Aim 1: List every user name that follows an @ sign in the forum thread below.

>> start Document segment

1) In the regexp, if you are not going to be using a matching group, you can mark it as a non-matching group using '?:', ie /(?:this_group_wont_match)/, so you can use $2, $1, instead of $3, and $2. In your case it would look like this: /\<code(?: lang="(.+?)")?\>(.+?)\<\/code\>/m.
2) Changing code tag into div may not be a good idea if you're planning to have both inline and block code. code tag is by itself an inline element. To use block code it may be better to wrap code in pre.
@Matt, using Rack middleware is an interesting solution for this. I haven't looked into it but does performance become a problem? I imagine it needs to look through every HTML page even if there is no <pre> block on it, and is it possible to cache the results?
@hakunin, thanks for the notes and very good points. I always forget the syntax for non matching parenthesis.
@grigio, I'm not very familiar with these editors, but you just need to determine what they generate for the code syntax and swap that out like I do with the <code> tag in this episode.
@Memiux, I'm experimenting with other video codecs because, unfortunately, the Animation codec which I normally use is very buggy in Snow Leopard. I hope to find a solution which is nearly as good quality as Animation.

>> end Document segment
>> start Input material

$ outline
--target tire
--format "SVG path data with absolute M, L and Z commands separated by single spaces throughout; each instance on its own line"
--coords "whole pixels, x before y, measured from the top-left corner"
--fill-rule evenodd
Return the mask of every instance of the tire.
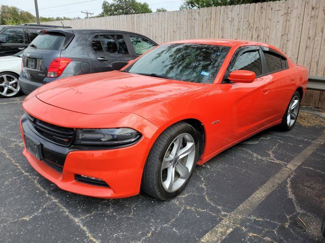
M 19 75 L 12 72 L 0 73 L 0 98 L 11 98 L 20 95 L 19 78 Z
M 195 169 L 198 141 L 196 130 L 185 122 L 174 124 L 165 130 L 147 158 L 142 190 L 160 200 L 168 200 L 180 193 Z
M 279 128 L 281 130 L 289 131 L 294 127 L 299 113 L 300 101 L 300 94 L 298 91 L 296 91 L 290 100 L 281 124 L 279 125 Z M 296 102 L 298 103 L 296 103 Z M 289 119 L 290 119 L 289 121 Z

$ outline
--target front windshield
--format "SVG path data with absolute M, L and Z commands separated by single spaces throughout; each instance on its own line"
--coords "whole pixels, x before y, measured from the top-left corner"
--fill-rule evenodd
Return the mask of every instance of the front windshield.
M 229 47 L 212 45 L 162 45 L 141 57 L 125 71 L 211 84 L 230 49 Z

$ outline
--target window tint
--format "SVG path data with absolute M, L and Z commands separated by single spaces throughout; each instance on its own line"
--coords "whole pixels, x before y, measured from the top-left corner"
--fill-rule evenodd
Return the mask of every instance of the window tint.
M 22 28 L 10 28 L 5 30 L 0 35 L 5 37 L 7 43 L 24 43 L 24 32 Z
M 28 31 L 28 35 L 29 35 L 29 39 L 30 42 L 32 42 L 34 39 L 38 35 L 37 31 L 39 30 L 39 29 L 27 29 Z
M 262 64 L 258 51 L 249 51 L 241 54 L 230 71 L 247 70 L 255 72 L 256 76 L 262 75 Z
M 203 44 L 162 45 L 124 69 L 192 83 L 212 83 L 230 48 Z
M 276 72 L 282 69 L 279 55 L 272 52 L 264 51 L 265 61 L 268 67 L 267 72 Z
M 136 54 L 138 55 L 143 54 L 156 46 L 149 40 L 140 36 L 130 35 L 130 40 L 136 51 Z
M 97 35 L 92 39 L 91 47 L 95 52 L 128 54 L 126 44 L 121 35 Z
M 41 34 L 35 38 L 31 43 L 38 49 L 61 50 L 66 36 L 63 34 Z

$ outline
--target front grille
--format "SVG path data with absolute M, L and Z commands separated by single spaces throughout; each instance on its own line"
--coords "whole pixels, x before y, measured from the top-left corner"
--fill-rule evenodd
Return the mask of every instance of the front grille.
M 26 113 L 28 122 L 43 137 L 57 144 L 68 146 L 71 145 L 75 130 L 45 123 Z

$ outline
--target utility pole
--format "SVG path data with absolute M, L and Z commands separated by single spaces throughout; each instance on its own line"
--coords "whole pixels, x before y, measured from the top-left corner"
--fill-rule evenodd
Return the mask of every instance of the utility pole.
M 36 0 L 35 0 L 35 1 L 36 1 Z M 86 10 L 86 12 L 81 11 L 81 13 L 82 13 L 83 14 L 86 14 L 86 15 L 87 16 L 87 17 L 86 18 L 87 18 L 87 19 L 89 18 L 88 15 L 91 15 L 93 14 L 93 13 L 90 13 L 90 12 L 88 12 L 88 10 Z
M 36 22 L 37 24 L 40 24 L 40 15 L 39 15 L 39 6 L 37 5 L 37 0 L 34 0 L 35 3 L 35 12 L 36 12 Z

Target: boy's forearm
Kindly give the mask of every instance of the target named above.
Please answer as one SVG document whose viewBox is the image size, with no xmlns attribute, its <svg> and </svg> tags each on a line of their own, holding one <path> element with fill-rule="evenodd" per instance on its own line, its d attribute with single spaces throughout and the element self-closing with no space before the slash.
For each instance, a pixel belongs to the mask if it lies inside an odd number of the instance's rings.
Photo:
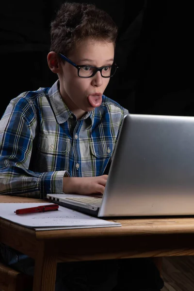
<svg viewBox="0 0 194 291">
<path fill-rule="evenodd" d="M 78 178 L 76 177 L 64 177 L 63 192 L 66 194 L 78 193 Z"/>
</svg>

>> end Input material
>> start Input material

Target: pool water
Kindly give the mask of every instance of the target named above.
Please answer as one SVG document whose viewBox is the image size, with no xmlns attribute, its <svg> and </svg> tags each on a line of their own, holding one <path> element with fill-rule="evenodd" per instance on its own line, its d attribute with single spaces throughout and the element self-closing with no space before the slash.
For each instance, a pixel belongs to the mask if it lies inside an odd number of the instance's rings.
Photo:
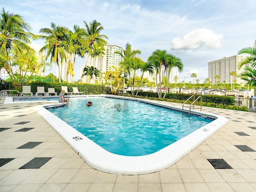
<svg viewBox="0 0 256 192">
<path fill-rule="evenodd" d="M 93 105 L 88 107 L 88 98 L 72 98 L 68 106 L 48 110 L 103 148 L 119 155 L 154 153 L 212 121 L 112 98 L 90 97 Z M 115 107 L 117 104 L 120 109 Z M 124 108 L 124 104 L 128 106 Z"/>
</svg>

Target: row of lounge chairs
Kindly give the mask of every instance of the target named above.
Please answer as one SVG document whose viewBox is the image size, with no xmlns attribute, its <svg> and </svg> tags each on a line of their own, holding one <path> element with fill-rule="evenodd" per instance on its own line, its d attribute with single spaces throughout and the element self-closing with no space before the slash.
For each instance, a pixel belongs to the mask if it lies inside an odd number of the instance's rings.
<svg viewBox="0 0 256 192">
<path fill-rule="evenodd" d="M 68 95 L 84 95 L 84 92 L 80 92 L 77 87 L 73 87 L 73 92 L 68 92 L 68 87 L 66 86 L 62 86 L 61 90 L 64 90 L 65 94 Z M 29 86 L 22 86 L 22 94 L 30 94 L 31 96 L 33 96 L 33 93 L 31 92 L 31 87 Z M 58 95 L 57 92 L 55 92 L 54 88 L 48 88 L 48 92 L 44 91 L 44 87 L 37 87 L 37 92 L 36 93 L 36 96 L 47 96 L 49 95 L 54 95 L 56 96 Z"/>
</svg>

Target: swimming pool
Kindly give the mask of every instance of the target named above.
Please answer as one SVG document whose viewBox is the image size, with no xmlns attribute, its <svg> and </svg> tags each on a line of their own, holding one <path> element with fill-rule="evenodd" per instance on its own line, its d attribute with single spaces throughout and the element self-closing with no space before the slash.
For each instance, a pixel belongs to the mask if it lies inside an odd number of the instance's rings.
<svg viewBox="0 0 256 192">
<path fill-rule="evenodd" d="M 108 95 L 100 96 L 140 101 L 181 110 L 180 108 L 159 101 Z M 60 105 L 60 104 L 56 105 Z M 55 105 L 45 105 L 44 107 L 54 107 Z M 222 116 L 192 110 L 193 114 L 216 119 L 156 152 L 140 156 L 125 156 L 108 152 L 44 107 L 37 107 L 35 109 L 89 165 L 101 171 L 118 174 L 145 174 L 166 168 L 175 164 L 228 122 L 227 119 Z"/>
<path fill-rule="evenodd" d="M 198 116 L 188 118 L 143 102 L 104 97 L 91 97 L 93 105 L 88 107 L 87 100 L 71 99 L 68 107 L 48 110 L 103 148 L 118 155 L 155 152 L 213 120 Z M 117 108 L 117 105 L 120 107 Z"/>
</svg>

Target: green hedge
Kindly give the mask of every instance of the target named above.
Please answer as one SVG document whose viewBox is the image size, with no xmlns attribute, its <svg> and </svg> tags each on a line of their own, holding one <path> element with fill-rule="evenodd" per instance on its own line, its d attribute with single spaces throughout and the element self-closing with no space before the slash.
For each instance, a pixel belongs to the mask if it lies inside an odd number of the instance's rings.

>> end Input material
>> start Input material

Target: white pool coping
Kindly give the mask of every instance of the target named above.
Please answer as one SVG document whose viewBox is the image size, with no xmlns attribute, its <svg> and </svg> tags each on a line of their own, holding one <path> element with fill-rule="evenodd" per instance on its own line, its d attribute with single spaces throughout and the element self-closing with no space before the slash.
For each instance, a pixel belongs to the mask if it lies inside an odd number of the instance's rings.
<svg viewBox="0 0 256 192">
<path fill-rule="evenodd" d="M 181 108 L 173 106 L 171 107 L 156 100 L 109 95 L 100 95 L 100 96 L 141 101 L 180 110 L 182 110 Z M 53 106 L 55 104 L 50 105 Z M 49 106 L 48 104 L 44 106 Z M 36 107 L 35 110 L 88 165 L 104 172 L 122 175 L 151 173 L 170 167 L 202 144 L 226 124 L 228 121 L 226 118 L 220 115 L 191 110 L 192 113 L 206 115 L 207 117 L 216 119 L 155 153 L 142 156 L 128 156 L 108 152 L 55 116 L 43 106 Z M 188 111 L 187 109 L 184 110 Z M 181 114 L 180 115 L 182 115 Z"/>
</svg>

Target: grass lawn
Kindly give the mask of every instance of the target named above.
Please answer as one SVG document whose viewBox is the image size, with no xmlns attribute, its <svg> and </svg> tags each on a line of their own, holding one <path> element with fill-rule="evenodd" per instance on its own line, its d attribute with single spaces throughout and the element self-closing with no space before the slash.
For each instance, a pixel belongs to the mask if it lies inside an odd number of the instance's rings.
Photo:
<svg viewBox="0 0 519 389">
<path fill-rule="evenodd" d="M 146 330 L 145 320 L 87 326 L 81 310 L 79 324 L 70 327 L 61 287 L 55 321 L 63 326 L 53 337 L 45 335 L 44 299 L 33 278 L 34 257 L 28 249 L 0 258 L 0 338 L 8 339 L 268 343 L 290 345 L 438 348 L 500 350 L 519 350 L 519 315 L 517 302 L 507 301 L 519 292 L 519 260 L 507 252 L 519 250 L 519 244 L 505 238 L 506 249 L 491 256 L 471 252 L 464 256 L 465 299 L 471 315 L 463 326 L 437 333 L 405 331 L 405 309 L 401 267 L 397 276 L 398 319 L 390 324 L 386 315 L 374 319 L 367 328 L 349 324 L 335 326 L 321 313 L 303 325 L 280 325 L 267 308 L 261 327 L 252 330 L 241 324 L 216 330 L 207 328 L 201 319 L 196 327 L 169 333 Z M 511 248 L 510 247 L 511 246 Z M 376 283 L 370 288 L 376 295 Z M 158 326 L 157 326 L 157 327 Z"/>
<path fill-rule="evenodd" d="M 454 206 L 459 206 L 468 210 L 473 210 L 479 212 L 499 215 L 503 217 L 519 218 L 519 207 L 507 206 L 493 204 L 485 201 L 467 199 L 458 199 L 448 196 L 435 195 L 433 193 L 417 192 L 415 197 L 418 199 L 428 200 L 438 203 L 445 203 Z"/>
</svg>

>> end Input material

Aim 2: Pull out each line of the records above that contains the string "tint". Case counts.

Written response 1: Matt, hakunin, grigio, Memiux

Written response 2:
--target window tint
Return the mask of every instance of the window tint.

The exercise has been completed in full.